┌─ The records
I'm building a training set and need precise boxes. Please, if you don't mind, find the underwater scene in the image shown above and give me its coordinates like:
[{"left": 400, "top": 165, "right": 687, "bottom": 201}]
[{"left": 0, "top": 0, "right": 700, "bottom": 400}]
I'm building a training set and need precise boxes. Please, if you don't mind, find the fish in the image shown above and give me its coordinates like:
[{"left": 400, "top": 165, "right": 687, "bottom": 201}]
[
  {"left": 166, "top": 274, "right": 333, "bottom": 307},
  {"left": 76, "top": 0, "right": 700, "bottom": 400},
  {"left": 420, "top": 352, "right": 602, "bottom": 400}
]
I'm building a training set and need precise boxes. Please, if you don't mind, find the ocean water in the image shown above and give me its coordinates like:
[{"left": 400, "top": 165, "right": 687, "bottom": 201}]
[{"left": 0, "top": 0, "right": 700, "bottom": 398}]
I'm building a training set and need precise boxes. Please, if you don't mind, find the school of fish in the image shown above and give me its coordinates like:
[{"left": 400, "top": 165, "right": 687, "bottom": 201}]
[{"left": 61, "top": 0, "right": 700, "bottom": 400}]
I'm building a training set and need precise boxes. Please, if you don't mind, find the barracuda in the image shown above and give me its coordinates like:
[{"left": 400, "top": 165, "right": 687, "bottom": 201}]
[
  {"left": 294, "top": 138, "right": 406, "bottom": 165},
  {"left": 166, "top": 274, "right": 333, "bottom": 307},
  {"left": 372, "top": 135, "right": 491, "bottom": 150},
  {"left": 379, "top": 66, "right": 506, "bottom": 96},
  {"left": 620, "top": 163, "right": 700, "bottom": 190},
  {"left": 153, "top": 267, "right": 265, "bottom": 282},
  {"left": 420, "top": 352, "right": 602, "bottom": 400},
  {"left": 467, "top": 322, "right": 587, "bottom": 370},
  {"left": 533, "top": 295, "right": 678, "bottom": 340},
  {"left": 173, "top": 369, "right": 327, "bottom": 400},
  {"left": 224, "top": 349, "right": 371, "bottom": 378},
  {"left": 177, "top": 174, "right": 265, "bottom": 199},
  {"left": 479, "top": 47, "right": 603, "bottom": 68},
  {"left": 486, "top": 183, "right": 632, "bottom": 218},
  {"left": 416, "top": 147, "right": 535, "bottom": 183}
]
└─
• Exercise requirements: Copy out every line from the one containing "find the ocean" through the end of the entries above, requests included, and scale each box coordinate in the answers by 1.45, rounding to whole numbers with halves rounded up. Leave the numbers in the requests and their format samples unchanged.

• Response to the task:
I'm building a training set and need precise boxes. Please, if you don't mind, find the ocean water in the image shown above and give me its coordinates like:
[{"left": 400, "top": 165, "right": 687, "bottom": 201}]
[{"left": 0, "top": 0, "right": 1015, "bottom": 577}]
I'm building a training set and need precise boxes. Please, if you don't mind, find the school of fish in the image shown above and give me its coordinates like:
[{"left": 400, "top": 165, "right": 687, "bottom": 201}]
[{"left": 88, "top": 0, "right": 1015, "bottom": 580}]
I'm building a training set and need precise boxes. Please, if you don't mind, find the barracuda in the image shown above and give me its coordinates like:
[{"left": 400, "top": 165, "right": 687, "bottom": 201}]
[
  {"left": 426, "top": 200, "right": 589, "bottom": 239},
  {"left": 241, "top": 397, "right": 483, "bottom": 445},
  {"left": 539, "top": 196, "right": 712, "bottom": 218},
  {"left": 550, "top": 96, "right": 734, "bottom": 139},
  {"left": 899, "top": 236, "right": 1015, "bottom": 276},
  {"left": 222, "top": 387, "right": 384, "bottom": 409},
  {"left": 609, "top": 510, "right": 873, "bottom": 580},
  {"left": 677, "top": 467, "right": 851, "bottom": 537},
  {"left": 773, "top": 428, "right": 983, "bottom": 493},
  {"left": 251, "top": 535, "right": 474, "bottom": 580},
  {"left": 325, "top": 506, "right": 538, "bottom": 548},
  {"left": 257, "top": 252, "right": 384, "bottom": 289},
  {"left": 695, "top": 68, "right": 874, "bottom": 99},
  {"left": 705, "top": 265, "right": 916, "bottom": 316},
  {"left": 603, "top": 213, "right": 776, "bottom": 265}
]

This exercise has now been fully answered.